§ Task requirements:
An exact restatement of the records below is expected.

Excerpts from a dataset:
-------

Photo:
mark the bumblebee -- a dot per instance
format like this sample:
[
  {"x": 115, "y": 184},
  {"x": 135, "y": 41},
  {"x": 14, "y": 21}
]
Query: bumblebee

-------

§ Answer section:
Photo:
mark the bumblebee -- a dot per instance
format like this sample:
[
  {"x": 115, "y": 184},
  {"x": 135, "y": 41},
  {"x": 14, "y": 21}
]
Query: bumblebee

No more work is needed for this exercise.